→ **RECORDS PROVIDED**
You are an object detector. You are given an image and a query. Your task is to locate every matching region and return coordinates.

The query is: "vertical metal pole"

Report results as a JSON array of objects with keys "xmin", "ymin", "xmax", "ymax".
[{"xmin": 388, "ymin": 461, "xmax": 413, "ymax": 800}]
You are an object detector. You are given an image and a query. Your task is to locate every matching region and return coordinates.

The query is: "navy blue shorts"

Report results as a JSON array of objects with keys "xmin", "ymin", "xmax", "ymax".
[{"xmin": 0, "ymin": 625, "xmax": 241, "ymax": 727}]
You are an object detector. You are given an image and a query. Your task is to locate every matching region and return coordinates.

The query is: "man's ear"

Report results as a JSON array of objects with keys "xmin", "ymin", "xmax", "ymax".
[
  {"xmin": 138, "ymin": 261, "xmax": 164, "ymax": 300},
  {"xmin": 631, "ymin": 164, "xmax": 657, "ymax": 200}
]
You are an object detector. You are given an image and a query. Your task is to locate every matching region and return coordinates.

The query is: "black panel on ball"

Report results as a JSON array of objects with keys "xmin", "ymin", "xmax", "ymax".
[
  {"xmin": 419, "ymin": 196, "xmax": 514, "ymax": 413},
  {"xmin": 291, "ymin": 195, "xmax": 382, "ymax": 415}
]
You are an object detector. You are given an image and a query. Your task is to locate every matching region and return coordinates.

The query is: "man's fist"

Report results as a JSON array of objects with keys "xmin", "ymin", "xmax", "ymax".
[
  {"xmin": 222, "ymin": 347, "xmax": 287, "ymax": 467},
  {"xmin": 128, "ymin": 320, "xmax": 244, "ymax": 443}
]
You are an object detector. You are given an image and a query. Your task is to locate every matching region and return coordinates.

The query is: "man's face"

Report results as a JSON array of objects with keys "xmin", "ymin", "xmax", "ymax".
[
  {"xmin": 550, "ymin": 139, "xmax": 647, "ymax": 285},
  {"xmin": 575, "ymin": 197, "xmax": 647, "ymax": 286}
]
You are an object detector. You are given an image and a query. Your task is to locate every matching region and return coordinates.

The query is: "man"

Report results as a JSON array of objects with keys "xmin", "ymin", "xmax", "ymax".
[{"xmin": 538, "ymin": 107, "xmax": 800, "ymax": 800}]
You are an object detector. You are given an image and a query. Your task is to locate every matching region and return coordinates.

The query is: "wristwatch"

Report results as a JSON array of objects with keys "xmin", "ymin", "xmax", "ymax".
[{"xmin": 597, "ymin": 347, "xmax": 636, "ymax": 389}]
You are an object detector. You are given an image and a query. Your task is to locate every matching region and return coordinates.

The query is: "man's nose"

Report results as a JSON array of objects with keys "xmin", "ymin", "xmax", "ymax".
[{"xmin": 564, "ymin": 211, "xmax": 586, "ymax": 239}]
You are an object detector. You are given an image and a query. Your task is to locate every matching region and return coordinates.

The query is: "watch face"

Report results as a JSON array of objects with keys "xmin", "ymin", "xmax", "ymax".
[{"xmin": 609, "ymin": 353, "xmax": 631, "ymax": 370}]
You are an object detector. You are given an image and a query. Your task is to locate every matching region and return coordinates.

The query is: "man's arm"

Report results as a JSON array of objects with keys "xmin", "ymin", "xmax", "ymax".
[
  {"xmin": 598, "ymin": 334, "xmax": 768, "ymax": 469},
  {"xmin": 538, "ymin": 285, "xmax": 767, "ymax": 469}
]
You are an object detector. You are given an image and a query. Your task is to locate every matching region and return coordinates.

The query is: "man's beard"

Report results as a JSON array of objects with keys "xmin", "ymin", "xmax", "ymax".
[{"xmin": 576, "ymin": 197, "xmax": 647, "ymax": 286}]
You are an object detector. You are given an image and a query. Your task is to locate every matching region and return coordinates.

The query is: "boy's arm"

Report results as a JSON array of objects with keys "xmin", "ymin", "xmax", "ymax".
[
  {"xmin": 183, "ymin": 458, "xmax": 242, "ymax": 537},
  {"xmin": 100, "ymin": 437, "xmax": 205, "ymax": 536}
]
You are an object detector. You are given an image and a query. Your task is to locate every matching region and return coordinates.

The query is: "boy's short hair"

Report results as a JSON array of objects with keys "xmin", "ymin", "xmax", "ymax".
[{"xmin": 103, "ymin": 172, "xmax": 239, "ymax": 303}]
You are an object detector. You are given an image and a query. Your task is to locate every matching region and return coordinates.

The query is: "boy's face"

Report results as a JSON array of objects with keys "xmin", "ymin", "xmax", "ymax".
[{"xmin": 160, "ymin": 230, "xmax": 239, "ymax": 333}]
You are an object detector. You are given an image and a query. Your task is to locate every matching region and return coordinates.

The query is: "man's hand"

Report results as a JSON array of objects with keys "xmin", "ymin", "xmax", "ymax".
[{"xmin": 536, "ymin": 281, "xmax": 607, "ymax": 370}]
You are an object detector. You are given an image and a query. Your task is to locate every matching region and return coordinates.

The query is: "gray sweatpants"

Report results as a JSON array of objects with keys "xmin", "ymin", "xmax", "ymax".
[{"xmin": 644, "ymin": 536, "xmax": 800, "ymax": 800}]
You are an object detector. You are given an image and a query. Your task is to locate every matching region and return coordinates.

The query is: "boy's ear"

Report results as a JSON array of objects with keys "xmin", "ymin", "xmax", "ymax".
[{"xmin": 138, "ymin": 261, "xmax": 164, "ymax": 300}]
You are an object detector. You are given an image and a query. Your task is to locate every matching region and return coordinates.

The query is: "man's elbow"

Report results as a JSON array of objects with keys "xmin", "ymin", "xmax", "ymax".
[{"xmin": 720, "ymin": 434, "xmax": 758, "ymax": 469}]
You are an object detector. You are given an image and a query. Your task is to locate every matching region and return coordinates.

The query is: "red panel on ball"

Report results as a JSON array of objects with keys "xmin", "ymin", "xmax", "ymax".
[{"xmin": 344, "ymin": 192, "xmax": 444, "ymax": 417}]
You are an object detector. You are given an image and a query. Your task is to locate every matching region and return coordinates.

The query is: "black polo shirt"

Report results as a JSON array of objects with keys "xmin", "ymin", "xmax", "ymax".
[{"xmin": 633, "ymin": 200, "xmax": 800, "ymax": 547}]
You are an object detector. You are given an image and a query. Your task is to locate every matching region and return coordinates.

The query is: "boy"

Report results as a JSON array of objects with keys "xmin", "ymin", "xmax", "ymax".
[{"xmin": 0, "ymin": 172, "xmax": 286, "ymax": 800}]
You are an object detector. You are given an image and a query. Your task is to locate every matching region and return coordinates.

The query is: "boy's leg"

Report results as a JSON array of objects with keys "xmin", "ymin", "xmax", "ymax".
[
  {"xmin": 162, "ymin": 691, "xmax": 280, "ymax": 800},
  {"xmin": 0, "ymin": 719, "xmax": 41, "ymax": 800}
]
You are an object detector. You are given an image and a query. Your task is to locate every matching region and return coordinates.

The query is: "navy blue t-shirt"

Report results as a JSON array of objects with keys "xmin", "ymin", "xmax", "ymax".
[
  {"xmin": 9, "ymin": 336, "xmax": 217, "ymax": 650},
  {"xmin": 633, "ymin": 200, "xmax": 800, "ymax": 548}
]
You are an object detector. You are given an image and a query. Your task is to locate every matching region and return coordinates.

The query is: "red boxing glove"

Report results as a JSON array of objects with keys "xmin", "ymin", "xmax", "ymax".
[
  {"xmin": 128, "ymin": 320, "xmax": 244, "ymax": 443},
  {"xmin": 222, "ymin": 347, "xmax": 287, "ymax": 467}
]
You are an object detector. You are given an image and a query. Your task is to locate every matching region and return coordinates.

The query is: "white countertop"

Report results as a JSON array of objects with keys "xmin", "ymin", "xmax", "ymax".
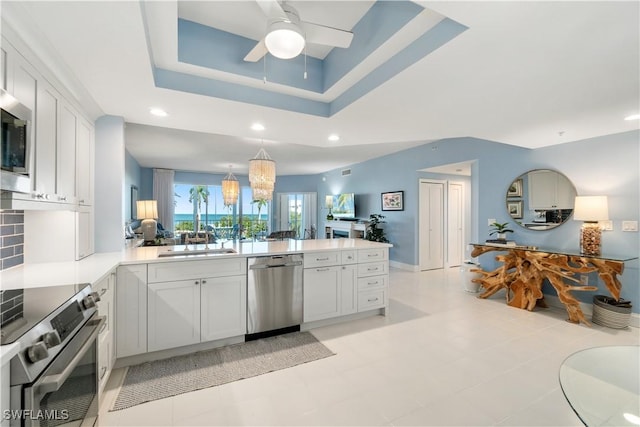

→ **WHAT TO DO**
Select each line in the rows above that contains the word "face" and copy it out. Letter case matters.

→ **FINAL RESULT**
The query is: "man's face"
The query is: "watch face"
The query is: "boy's face"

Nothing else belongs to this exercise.